After a record-breaking 2021, venture investment in the space industry is falling back to earth faster than a defunct satellite.
On both a quarterly and yearly basis, investment dollars dropped for space startups in Q2. Investment in space startups fell by 38% year over year, from $9.9 billion in Q2 2021 to $6.1 billion in Q2 2022, while the deal count dropped by 33%, from 141 to 93, according to Space Capital, an early-stage venture-capital firm. And between Q1 2022 and Q2 2022, investment fell by 18%, from $7.2 billion to $6.1 billion.
- Space infrastructure companies raised $2.5 billion in Q2 2022, compared to the record-high $4.5 billion invested one year earlier.
- SpaceX drove much of the funding last quarter with a $1.7 billion funding round in May 2022.
That’s a faster yearly decline than overall venture investment, which dropped 27% YoY from last year’s record-highs but smaller than the 26% pullback overall venture funding saw on a quarterly basis.
Joseph Ibeh, market analyst at Northern Sky Research, told Emerging Tech Brew that to understand the nature of investment in the space industry, it’s important to parse out the traditional space industries from the up-and-coming startups. The space industry is not immune to economic downturns, but the more established companies—those that have secured government contracts and other long-term investments—could hedge against its worst effects, he said.

Supplied data:
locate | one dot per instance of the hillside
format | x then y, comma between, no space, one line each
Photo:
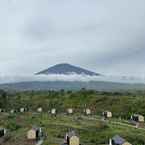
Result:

Goal:
How much did SpaceX raise in its May 2022 funding round, according to the article on space venture investment?

Output for this exercise:
$1.7 billion